**WHAT THE EXERCISE ASKS**
Nothing but the lines from the line with "the pavement, each" through the end of the data is to be copied, and each is to be copied exactly.
####
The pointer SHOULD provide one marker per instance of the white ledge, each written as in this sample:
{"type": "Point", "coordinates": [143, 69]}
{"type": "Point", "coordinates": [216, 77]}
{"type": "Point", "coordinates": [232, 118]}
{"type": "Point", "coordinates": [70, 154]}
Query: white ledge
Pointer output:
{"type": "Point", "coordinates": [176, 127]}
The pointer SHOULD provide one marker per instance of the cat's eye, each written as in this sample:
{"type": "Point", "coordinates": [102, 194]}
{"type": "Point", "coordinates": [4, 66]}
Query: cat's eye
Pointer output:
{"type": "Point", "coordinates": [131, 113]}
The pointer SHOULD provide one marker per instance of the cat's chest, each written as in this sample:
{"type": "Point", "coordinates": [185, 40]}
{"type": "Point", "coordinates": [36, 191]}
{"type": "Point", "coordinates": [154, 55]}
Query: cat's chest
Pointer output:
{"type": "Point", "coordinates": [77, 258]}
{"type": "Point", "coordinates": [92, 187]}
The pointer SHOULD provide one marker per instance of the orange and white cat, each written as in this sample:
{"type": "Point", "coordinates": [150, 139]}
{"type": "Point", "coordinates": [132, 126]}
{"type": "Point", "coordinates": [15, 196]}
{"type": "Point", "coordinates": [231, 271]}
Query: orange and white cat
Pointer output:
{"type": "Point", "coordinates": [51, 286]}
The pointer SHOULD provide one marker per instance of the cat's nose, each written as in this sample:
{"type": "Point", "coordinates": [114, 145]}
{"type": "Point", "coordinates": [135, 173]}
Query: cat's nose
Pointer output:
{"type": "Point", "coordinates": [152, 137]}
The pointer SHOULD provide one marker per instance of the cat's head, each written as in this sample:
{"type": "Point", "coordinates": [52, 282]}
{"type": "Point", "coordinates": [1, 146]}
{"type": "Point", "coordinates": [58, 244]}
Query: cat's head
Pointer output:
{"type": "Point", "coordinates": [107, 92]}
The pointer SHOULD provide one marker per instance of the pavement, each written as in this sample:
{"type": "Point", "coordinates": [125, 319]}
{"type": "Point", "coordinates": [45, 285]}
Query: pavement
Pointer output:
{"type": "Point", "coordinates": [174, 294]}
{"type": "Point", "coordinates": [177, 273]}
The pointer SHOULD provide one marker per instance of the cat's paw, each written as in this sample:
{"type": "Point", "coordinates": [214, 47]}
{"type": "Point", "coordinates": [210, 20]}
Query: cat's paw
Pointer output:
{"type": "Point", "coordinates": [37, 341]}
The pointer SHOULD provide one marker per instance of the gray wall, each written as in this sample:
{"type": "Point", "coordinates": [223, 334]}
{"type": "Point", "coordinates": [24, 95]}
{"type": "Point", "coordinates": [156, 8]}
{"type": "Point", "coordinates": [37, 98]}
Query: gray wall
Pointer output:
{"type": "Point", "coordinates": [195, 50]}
####
**WRITTEN ANSWER**
The pointer SHOULD provide one marker per instance of the pavement, each written as in this sample:
{"type": "Point", "coordinates": [125, 319]}
{"type": "Point", "coordinates": [45, 285]}
Query: pavement
Pointer output:
{"type": "Point", "coordinates": [174, 294]}
{"type": "Point", "coordinates": [177, 273]}
The pointer SHOULD provide one marker per instance of the cat's paw, each written as in this sample:
{"type": "Point", "coordinates": [214, 47]}
{"type": "Point", "coordinates": [210, 20]}
Query: cat's paw
Pointer output:
{"type": "Point", "coordinates": [37, 341]}
The pointer SHOULD provide one marker per instance of the gray wall, each written as in this sample:
{"type": "Point", "coordinates": [223, 334]}
{"type": "Point", "coordinates": [24, 95]}
{"type": "Point", "coordinates": [156, 8]}
{"type": "Point", "coordinates": [37, 98]}
Query: gray wall
Pointer output:
{"type": "Point", "coordinates": [195, 50]}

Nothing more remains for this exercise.